→ SELECTED PASSAGE
################
Buying a home, and getting a home loan, is a serious and important event in your life. You are gaining security in living arrangements for you and your family but are also undertaking a lengthy financial commitment. Being ready to get into the property market is important. So, how do you know you are ready?
Sufficient Deposit: Having saved enough for a deposit is crucial. Typically, this is around 20% of the home's value, but under certain conditions, it could be as low as 5%.
Sources of your deposit could include cash savings, funds from your KiwiSaver, selling assets, or even a family gift or loan. Some individuals may qualify for a First Home Grant from the Government- sweet free cash!
Income Stability: You should have the financial capability to repay the loan. This involves having a stable and substantial income.
Your income can be derived from employment, where you receive a consistent salary or wages, or from self-employed business income. Having a steady and reliable income source is crucial for managing mortgage repayments.
################
→ Coordinate annotation entries
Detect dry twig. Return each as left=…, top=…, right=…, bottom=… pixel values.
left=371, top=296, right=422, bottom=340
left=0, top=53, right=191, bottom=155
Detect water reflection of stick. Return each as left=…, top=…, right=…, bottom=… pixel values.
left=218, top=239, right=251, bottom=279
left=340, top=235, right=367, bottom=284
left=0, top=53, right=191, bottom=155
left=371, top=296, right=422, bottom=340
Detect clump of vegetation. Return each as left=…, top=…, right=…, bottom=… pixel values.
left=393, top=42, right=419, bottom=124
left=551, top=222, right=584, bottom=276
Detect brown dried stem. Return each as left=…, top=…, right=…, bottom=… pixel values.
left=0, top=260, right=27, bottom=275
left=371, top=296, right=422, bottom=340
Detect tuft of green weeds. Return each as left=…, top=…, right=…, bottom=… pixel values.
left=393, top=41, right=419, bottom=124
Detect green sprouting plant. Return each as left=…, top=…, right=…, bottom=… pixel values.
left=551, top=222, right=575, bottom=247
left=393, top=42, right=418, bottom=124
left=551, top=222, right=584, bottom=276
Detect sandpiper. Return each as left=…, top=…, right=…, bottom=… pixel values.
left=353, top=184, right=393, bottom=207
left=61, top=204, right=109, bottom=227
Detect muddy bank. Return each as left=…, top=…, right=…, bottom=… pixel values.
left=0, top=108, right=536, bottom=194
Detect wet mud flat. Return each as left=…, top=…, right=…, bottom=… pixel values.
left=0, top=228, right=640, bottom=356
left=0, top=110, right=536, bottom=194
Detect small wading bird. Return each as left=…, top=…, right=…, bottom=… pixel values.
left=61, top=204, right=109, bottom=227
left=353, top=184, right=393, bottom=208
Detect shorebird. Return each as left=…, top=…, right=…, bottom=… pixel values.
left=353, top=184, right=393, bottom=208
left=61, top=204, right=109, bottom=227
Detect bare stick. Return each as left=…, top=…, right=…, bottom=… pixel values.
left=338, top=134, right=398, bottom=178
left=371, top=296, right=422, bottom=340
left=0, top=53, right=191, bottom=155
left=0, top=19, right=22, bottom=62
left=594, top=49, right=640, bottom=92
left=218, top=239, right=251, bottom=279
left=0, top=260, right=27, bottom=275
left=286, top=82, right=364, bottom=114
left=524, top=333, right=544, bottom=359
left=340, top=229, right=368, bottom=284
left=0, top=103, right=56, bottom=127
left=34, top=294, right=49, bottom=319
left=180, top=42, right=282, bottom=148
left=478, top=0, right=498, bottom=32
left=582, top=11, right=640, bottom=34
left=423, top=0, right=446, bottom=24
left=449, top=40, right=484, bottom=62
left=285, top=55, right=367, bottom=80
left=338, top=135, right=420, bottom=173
################
→ REQUEST 1
List every source of a home deposit that the home-buying text mentions.
→ REQUEST 2
Resume the home-buying text after its last sentence.
This listing comes from a different source than the home-buying text.

→ TASK OUTPUT 1
Cash savings; funds from your KiwiSaver; selling assets; a family gift or loan.

→ TASK OUTPUT 2
Double Income?: Having multiple sources of income within your household can enhance your financial position. Dual incomes can provide more stability and increase your borrowing capacity.
Understanding Financial Commitment: Recognise the magnitude of the financial commitment involved in homeownership. Consider future financial goals, such as education, travel, or other investments, and ensure that your budget accommodates these goals as well as future loan repayments.
Creditworthiness: Ensure that your credit history is in good standing. A positive credit history is vital for securing a favourable mortgage rate.
By evaluating these financial aspects, you can make an informed decision about whether you are prepared to embark on the journey of homeownership. Getting the right people on board at the start is important, including a mortgage adviser. Give us a shout here or contact us below if you think you are ready to jump into home ownership.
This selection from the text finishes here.